Supplied text:
I don't know if you can help me or not, but this window opened so I will try.
JA: The Accountant will know how to help. Please tell me more, so we can help you best.
Customer: Thank you. In 1996, my mother passed away, leaving me as her only benefactor. I was young and naïve at the time, and all kinds of people stepped in to help. A friend of mine sent a Mr.John M. Granger, to do appraisals on two pieces of property...one, my residence on one acre in Mesa, Arizona; the other, which I can't seem to locate, was on a 10 acre parcel of desert property that had quickly gained in value since purchased by my parents in the 70's for $45,000. I am looking now at the residence appraisal, and feel it is half the value of the home and acre in 1996? I recall being shocked at how low he had put the desert property at, but never questioned it. It was sold in 2002 for One million dollars. I have had a lot of health problems since that time, I have also been indebt to the IRS for many years. I have heard of "forensic" appraisals done for similar situations? Would it be worth my time to pursue this? I have John Granger's State certification #, but no other information. I feel so stupid. I do remember at the time, looking at the two appraisals and thinking they were way off, but I did nothing about it. I thought maybe he was trying to keep them low for my benefit in terms of the $600,000 mark, but I was never anywhere close to that?

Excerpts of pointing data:
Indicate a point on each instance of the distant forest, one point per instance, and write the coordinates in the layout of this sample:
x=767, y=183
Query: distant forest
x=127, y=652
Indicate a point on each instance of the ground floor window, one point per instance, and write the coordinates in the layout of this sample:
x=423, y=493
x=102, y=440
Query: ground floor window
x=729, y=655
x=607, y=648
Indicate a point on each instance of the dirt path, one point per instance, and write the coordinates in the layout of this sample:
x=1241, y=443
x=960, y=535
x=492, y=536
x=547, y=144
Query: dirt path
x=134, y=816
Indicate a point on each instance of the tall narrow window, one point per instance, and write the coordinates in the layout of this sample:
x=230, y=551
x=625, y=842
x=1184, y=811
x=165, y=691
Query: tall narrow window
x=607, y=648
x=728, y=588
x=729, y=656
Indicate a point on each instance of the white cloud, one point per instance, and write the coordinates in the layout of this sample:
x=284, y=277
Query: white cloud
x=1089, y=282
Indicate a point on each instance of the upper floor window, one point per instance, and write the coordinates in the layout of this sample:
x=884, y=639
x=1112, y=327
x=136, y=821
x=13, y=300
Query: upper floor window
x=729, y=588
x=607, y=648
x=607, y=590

Task set:
A. Transcribe the pointing-data records line for line, with no changes.
B. Go on with the exchange about the property appraisals from where it stops.
The text and the records have no connection to each other.

Set of answers:
A.
Indicate a point on each instance of the distant forest, one point per instance, and write the coordinates in the layout of this sample:
x=767, y=183
Query: distant forest
x=127, y=652
Indicate a point on each instance of the ground floor window, one point per instance, and write the coordinates in the layout of this sample:
x=423, y=493
x=102, y=440
Query: ground floor window
x=729, y=655
x=607, y=648
Indicate a point on each instance of the dirt path, one point per instance, and write the coordinates in the layout of this sample:
x=1241, y=443
x=960, y=535
x=492, y=536
x=547, y=144
Query: dirt path
x=134, y=816
Indicate a point on each instance of the tall narrow window, one point per instance, and write the coordinates in the layout of this sample:
x=230, y=551
x=625, y=842
x=1184, y=811
x=165, y=691
Query: tall narrow window
x=607, y=648
x=728, y=588
x=729, y=656
Indicate a point on each instance of the white cloud, one point per instance, and write the coordinates in the layout of this sample:
x=284, y=277
Query: white cloud
x=1089, y=282
Indicate a point on each instance of the upper floor window, one point per instance, and write the coordinates in the layout of this sample:
x=884, y=639
x=1112, y=327
x=136, y=821
x=13, y=300
Query: upper floor window
x=729, y=588
x=607, y=648
x=607, y=590

B.
JA: Is there anything else the Accountant should be aware of?
Customer: I'm not really sure, I am not as smart or confident as I once thought.
Submitted: 5 months ago.
Category: Tax
Expert:  Stephen G. replied 5 months ago.

Hello, my name is***** goal is to give you a complete & accurate answer. I am working on your request now & I will respond as soon as possible.

Expert:  Stephen G. replied 5 months ago.

First of all, any qualified appraiser can perform an appraisal as of any date. They use public records to determine comparable sales, making adjustments to equate the subject property to the properties that were actually sold. So that would not be a problem.

However, I am curious as to what your object may be in terms of making a re-determination of the value as of your mother's date of death.

If you are talking about possible adjustments to your prior year tax filings to reduce your income taxes, that would not now be possible in terms of the 2002 tax year. Tax year 2002 has "closed" a long time ago and may not be re-opened, unless for example no tax return was ever filed for that year. Tax years generally close 3 years after the related income tax return is filed, which means that the 2002 tax year would close in 2006 on the comparable date in 2003 that your 2002 income tax return was filed.

If more than 25% of your gross income was omitted from your return, the IRS may re-open that tax year to access additional tax, penalties and interest.

Do you have some other objective in mind? Since appraisals have a significant element of subjectivity to them, it would be very difficult to prove (in a Court of Law), any lack professional standards on behalf of the original appraiser. Any recovery would have to come from him, on some basis, not the IRS since the related tax year is closed.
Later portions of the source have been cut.